### QUOTED PASSAGE
Scientists have a new theory about why Fido gobbles down his poop. This time it points to an evolutionary instinct possibly inherited from ancestral wolves dating back 15,000 years.
It’s not the first – and certainly won't be the last – attempt to figure out why man’s best friend eats his own feces. Theories range from existing health conditions that alter a dog’s appetite to roaming rovers looking for nutritional value in human feces. Some even suggest puppies get it from their mommas.
The newest theory, published in Veterinary Medicine and Science, says canine conspecific coprophagy – the tendency of some dogs to eat feces – is an inherited tactic to keep the den area free of parasites that could be lurking in poo.
Researchers surveyed nearly 3,000 dog owners. They didn't find a connection between diet, age, gender, or breed. They said it's not to do with potty training, either. Poop-eaters were just as easily house-trained as those who didn’t diet on stools, suggesting a normal aversion to stool in general.
What they did find was that 16 percent of pups sampled had eaten poop at least six times, and all of them overwhelmingly preferred it fresh and less than two days old.
It’s similar to a strategy adopted by wolves, who poop away from their dens because feces can contain parasite eggs.
But, this is life and accidents happen.
If a lame or sick wolf happens to relieve itself in the den then a wolf might ingest the stool to keep the den clean of parasites that might be transmitted in feces. Parasites’ eggs don’t hatch into infectious larvae for a few days, so if the dog eats it right away then it won’t become infected.
Does it hold that your pup’s potty mouth is really just an attempt to keep your pack safe?
Not everyone is convinced.
Read more: 28 Things Dogs Should Never Eat
The study also found that coprophagic dogs tend to be “greedy eaters”, a trait James Serpell, a professor at the University of Pennsylvania, told the Washington Post indicates a dietary motivation.
Unfortunately, researchers still aren’t able to find an effective way to deter pups from picking up after themselves. The success of products marketed to stop dogs from eating their poop, as well as behavioral training, was close to zero. It's not easy to convince your dog not to eat poop if he’s set his mind on doing so.
The study’s lead author, Dr Benjamin Hart, and his team are now working hard to create a product that will deter dogs from eating poo.
Until then, can we get some insight into why dogs roll in poop? Asking for a friend.

### MATERIAL PROVIDED
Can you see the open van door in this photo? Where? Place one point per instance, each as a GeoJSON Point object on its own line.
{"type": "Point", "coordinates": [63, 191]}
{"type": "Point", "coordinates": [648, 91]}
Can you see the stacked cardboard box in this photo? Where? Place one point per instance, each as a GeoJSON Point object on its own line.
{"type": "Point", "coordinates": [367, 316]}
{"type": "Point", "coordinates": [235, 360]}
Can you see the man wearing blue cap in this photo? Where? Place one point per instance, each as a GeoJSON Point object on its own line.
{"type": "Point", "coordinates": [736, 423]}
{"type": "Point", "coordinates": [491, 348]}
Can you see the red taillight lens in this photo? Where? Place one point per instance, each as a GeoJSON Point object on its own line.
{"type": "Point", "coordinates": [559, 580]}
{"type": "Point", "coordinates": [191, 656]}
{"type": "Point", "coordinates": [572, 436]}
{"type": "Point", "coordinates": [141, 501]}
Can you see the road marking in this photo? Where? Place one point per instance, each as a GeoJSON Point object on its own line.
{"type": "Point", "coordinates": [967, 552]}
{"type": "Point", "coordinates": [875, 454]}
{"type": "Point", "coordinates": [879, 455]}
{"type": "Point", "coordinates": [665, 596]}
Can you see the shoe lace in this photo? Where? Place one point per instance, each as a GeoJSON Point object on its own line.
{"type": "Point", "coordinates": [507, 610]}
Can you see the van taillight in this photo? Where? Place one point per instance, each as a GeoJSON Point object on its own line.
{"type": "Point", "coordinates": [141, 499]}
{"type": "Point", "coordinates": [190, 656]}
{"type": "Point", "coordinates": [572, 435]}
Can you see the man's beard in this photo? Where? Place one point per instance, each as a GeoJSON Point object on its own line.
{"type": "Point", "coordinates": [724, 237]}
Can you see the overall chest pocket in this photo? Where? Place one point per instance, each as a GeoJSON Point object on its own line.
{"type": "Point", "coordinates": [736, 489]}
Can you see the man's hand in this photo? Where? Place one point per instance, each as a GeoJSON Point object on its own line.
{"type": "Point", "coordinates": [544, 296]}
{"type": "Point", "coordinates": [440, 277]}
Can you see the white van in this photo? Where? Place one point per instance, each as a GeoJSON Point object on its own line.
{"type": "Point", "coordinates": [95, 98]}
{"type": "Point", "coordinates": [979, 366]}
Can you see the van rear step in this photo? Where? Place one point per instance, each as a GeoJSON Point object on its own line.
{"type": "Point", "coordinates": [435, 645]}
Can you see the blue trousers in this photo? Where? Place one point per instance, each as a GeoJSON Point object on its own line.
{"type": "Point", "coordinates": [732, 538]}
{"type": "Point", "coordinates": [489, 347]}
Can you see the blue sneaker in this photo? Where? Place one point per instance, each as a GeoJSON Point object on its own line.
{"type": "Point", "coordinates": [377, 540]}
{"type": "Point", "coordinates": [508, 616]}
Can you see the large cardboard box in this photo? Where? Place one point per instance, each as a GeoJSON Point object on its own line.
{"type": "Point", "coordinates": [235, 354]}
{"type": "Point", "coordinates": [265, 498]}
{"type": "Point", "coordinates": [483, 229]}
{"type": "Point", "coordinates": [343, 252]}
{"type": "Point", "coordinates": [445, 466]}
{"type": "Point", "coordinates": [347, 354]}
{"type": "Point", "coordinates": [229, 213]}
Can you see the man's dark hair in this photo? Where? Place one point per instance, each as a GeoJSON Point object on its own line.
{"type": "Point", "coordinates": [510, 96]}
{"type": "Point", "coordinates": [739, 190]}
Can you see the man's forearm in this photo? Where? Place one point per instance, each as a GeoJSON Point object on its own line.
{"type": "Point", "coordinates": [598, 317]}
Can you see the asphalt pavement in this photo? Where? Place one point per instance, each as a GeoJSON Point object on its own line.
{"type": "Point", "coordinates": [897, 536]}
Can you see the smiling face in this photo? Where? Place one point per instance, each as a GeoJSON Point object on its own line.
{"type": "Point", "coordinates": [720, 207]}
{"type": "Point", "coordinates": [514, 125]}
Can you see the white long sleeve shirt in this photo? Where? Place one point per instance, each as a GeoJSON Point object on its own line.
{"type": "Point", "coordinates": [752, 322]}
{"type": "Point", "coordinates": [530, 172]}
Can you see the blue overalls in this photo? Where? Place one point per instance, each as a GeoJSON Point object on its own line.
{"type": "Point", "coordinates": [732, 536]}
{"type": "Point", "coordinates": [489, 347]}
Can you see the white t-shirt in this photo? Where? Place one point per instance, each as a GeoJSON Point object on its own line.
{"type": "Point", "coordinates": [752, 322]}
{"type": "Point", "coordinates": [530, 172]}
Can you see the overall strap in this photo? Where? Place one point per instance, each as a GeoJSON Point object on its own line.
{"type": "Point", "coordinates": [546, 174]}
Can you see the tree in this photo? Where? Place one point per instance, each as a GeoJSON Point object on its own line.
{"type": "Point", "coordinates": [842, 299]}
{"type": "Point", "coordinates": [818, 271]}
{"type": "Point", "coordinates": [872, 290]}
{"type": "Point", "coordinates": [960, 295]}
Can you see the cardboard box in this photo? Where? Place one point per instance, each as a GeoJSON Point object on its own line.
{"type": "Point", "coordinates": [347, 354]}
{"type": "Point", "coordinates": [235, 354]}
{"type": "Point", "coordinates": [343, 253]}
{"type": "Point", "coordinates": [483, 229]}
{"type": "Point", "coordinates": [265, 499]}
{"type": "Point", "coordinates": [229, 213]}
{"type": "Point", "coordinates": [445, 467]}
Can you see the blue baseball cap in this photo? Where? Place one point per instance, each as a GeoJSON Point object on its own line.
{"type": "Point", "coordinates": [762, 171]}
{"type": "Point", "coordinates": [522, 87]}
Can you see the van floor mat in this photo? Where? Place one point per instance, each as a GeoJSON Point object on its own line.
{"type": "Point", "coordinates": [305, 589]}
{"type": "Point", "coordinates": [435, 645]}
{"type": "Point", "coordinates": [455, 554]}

### TASK REQUIREMENTS
Reproduce the passage of the article on dogs eating feces, starting at "Unfortunately, researchers still" and ending at "on doing so.", swapping "behavioral training" for "obedience training".

### SOLVED PROBLEM
Unfortunately, researchers still aren’t able to find an effective way to deter pups from picking up after themselves. The success of products marketed to stop dogs from eating their poop, as well as obedience training, was close to zero. It's not easy to convince your dog not to eat poop if he’s set his mind on doing so.